Gegengift zur Desinformation

Medienpolitischer Dialog der SPD zum öffentlich-rechtlichen Rundfunk. Im Fokus: der neue Medienstaatsvertrag.
Fotos: ARD /Grafik: Petra Dreßler

Um „Reformen des öffentlich-rechtlichen Rundfunks“ sowie dessen „Chancen und Herausforderungen in der digitalen Transformation“ ging es beim zweiten „Medienpolitischen Dialog“, den die SPD-Bundestagsfraktion am 7. Juli im Paul-Löbe-Haus veranstaltete. Eingeladen hatte der Sprecher der AG Kultur und Medien, MdB Helge Lindh. Im Zentrum der Debatte standen die Eckpunkte der unlängst beschlossenen Medienstaatsvertragsnovelle.

ARD-Vorsitzende Patricia Schlesinger, zugleich Intendantin des Rundfunk Berlin-Brandenburg (RBB), sieht den öffentlich-rechtlichen Rundfunk in Deutschland „auf dem Reformweg“, trotz erschwerter Rahmenbedingungen. Krieg in Europa, eine weltumfassende Pandemie, auch die „Fliehkräfte, die heute an den Grundfesten der Demokratie zerren“, seien vor kurzem noch nicht vorstellbar gewesen. Eine unabhängige Presse werde in der Krise zum Kompass, sei ein „Teil des Rückgrats unserer Demokratie“, gleiches gelte für das duale System. Dies erfordere eine „solide wirtschaftliche Finanzierung von Qualitätsjournalismus“ in allen Bereichen: Print, Hörfunk, Fernsehen und Online.

___

= Aufgabenstellung =
Nennen Sie alle Bereiche, in denen laut Quelltext eine „solide wirtschaftliche Finanzierung von Qualitätsjournalismus“ erforderlich ist. Die Einträge stammen aus einer anderen Quelle als der Quelltext.

___

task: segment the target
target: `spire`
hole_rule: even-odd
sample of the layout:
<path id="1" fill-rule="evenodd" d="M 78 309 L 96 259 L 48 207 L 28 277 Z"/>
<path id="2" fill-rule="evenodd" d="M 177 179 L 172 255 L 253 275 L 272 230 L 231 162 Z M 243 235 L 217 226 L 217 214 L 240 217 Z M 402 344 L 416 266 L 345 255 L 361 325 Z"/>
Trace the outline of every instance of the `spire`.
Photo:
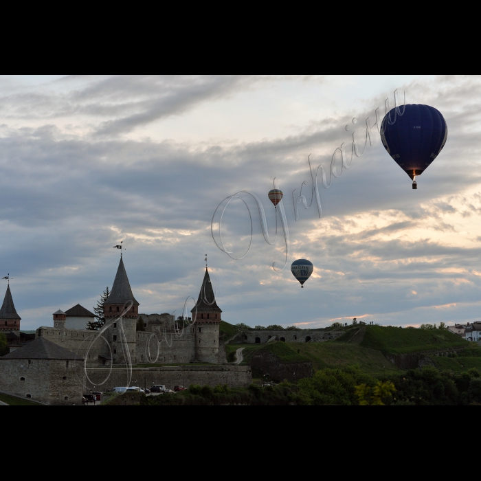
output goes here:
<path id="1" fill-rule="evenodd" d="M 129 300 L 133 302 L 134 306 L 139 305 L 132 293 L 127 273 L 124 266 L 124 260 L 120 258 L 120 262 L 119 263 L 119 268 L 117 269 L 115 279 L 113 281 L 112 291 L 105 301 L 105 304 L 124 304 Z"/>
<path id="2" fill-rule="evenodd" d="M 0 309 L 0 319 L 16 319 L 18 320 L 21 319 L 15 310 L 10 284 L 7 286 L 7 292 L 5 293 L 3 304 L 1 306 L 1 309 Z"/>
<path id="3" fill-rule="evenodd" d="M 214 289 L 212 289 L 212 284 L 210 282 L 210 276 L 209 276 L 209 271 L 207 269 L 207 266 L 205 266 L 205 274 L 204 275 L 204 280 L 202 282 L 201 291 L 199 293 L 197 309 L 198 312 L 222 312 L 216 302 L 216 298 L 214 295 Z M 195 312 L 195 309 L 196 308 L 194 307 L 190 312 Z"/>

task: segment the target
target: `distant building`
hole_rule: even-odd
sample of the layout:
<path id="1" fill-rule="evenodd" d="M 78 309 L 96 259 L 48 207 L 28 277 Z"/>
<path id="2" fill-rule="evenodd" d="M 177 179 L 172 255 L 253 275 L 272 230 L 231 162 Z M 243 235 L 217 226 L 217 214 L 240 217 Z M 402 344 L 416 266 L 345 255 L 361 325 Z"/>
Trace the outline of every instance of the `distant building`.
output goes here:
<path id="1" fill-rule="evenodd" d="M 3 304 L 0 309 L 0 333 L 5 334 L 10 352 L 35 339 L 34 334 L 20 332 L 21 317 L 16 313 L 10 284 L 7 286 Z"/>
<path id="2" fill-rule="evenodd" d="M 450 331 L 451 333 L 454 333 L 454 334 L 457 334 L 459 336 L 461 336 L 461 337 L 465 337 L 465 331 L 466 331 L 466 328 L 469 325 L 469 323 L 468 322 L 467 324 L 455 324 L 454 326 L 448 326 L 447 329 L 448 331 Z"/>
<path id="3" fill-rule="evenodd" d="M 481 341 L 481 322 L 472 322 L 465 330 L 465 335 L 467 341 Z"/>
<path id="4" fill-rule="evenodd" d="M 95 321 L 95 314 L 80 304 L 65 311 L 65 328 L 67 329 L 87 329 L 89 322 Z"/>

___

= Lösung =
Print, Hörfunk, Fernsehen, Online